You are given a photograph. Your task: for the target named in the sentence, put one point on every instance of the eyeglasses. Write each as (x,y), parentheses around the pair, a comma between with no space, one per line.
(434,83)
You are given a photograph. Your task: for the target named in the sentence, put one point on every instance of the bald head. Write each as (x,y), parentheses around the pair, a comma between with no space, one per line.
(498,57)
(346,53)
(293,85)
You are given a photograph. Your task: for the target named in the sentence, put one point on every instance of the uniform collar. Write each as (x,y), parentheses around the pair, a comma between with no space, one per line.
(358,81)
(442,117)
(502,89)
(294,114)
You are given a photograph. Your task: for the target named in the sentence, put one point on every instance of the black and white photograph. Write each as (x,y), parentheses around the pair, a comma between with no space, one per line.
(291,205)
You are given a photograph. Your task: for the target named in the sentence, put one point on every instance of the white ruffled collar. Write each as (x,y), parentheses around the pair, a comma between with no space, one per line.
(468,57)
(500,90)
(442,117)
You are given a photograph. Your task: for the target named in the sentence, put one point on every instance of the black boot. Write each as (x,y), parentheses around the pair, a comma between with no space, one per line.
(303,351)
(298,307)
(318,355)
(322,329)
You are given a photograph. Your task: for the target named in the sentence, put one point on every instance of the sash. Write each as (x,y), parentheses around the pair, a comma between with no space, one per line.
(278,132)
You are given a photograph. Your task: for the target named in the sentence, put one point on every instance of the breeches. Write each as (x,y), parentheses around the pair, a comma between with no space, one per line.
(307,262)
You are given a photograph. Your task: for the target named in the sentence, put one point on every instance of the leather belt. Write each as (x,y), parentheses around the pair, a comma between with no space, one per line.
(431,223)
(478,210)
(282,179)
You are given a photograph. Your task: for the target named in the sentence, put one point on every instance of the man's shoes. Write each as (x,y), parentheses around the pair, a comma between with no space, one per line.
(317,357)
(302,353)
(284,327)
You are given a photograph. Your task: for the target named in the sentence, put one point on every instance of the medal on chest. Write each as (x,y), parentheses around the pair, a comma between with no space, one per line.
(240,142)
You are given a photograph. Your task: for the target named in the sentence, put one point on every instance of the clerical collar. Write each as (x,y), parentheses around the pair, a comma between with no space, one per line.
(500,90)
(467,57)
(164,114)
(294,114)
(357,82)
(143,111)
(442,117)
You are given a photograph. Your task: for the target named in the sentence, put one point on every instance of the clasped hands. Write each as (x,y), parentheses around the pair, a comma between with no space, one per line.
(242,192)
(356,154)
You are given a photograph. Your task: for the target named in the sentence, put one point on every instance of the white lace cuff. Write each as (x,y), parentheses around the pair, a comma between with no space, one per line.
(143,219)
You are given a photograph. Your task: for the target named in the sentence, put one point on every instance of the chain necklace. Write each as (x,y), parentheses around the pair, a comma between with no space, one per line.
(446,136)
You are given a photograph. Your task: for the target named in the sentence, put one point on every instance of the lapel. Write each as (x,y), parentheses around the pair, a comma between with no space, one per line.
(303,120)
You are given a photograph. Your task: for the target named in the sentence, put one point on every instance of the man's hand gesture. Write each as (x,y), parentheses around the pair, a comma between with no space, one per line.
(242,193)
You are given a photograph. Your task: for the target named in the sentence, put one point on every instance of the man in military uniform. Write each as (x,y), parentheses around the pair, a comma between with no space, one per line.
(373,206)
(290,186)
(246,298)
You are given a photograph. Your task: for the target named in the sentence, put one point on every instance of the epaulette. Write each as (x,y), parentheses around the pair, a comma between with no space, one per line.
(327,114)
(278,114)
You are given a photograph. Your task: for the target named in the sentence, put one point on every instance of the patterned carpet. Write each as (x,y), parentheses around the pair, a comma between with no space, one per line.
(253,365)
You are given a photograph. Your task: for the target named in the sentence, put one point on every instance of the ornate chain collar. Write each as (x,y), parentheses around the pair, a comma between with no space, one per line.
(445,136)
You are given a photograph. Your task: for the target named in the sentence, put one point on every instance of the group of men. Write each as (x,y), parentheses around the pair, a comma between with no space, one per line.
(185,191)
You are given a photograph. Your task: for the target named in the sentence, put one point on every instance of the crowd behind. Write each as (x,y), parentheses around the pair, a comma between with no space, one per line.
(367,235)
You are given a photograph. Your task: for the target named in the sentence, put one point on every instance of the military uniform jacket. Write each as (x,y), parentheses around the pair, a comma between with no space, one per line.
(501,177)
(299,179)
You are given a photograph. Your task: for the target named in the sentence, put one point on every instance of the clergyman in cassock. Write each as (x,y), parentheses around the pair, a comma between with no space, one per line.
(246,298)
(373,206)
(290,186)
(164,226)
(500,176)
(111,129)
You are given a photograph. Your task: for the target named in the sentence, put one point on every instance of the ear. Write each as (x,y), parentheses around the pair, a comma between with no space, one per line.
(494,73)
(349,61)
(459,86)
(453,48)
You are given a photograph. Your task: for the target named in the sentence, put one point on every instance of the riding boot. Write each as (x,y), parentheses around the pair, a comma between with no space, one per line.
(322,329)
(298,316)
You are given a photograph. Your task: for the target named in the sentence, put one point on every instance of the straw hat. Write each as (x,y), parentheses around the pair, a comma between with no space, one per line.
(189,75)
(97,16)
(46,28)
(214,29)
------
• Description of the task: Nothing should be omitted or altered. Retype the records exactly.

• Response area:
You are given a photograph. Your task: for the target named in the sentence, put one point on every instance of the eyeglasses. Write each as (x,y), parentheses around the pair, a comma between with no space, one per line.
(434,83)
You are given a photograph. Your task: for the target named in the sentence, put one point on every instance of the bald head. Write each as (x,y), parentheses around the pair, a comma between with no space, one per line.
(498,57)
(346,53)
(293,85)
You are given a photograph. Your task: for the target named in the sentence, put one point on every instance of the uniform collar. Write each as (x,y), parentheses around the pair, a comma between with no space, one per line.
(358,81)
(442,117)
(502,89)
(294,114)
You are given a photograph. Your task: for the target named in the sentence, put one point on every instance of the black and white photograph. Write each as (x,y), parentheses around the pair, a comma between with no space, one per line.
(291,205)
You are given a photograph. Your task: for the target named in the sentence, put one point on every instance of the white ruffled collar. Write each as (x,y), parentheses around the pair, a comma between with no space, one per line.
(468,57)
(500,90)
(442,117)
You are given a photograph. Your task: for the target named in the sentence, put one point on every instance of the black boot. Write each as (x,y), parentheses around the pair, a comma between with no space, one per line.
(303,351)
(298,307)
(318,355)
(322,329)
You are given a photograph. Your task: for the target named in the sentence, put one point on every instance of the sash. Write each as (x,y), parentheses around the pair, a comma between with no space, one per line.
(278,132)
You are given a photograph. Your task: for the target named in the sentence, put one point on every instance of the breeches. Write each as (x,y), parentheses around the pair, a comma between with no space, one per line.
(307,262)
You are given a photograph. Your task: for the target named in the sentence, put one point on every instance of the leather belt. Write each as (x,y), parentheses around the pair, a comma between with no space, one per line.
(431,223)
(478,210)
(282,179)
You are given a photograph. Your task: for the target named in the sentence, put one point on every instance of the man's shoes. Write each as (x,y), parentheses around the pair, a comma between with no space, one per line.
(317,357)
(302,353)
(284,327)
You are given a photograph. Your task: for the target named in the sentence, put one point on every instance of the medal on chest. Write each as (x,y), parentheses around the pair, a comma between with no space, one per line.
(240,142)
You are given a photograph. Your task: for the target named in the sentence, put one point on every instance of the clerical collar. Write each as (x,y), parentheses around the pair, a comma between with no space, one per line.
(500,90)
(467,57)
(164,114)
(294,114)
(357,82)
(143,111)
(442,117)
You are given a photograph. Your task: for the target named in the sentence, put one point on every instance of the clasped hands. Write each as (x,y), parentheses around the pair, a comma between with no space, one per line.
(242,192)
(356,154)
You are given a photograph. Your task: for the target named in the sentence, put one point on every instance of the white lace cuff. Write each as (x,y), parentheses around the pair, a comma between with no space, one per line.
(143,219)
You are given a photograph. Your task: for the target named in the sentence, put one point on every instance of the chain necklace. Write each as (x,y), parentheses around the pair, a comma between with no space, one per line.
(446,136)
You are given a photograph. Your task: for the target named in the sentence, put one point on every instance of the lapel. Write each as (x,y), parentheses around the pair, a comma between with no space, one per line.
(303,120)
You are given a photograph. Your task: for the target named in the sentence, put one point on every instance of the man's hand gesture. Write each as (x,y), parentheses around the pair, a comma between with no space, one per line.
(242,193)
You are given a photograph. Your task: for the target named in the sentence, put one point on every instance of the man in military uniform. Write each as (x,y), parentheses around the pair, a comma between with no space, one per line.
(373,206)
(290,186)
(246,298)
You are given a photograph. Your task: for the target named in the sentence, put one point on every instance of the epaulette. Write each as (x,y), parentheses around the pair, a comma between with no space, one per line.
(327,114)
(278,114)
You are given a photograph. Your task: for the target named in the sentence, put one point on every instance of the patterned carpet. Write each as (x,y), parentheses around the pair, a comma between with no space, one per line.
(253,365)
You are given a photograph. Your task: for the target named in the sentence, put one point on every instance of the ornate chain collar. Write each as (x,y), parentheses around the pair, a comma between with no space, one per line.
(445,136)
You are given a photograph. Your task: for the target named in the sentence, put one point on every instance of the group of men. Write each as (x,y), parentheses around the pair, a comma between with no space, one per line.
(185,191)
You are given a photograph. Your task: for the target named in the sentence, put one point on every instance of the crowd behind. Write each as (x,y), parentheses around the pair, a comma between with no space, one per line.
(367,235)
You are given a photograph. Your task: for the target named in the sentence, put one point on every instance of the military uniform jacket. Write each as (x,y), parentheses around the pair, a comma between with no space, one per line.
(501,177)
(299,179)
You are given a photograph. Your task: for the target named in the sentence, put one point on every instance of the clergyman in cassock. Write each as (x,y), parentheses around the pair, a comma between with no space, one per line.
(246,298)
(373,206)
(290,186)
(164,226)
(500,176)
(111,129)
You are given a photograph. Your task: for the target named in the sentence, put one point on every instance of the ear. Write each as (x,y), parentheses around the pair, a comma between with no space, one per line.
(494,73)
(349,61)
(459,86)
(453,48)
You are given a photograph. Your task: for the target named in the sentence, put one point on every instance of the riding boot. Write each as (x,y), parentheses around the pair, a comma between with no space, one per line.
(322,329)
(298,316)
You are given a photograph. Your task: for the target named in the sentence, put one point on every instance of the straw hat. Write each as (x,y), parentheses around the pair, a comma between with no space, one per line.
(189,75)
(97,16)
(46,28)
(214,29)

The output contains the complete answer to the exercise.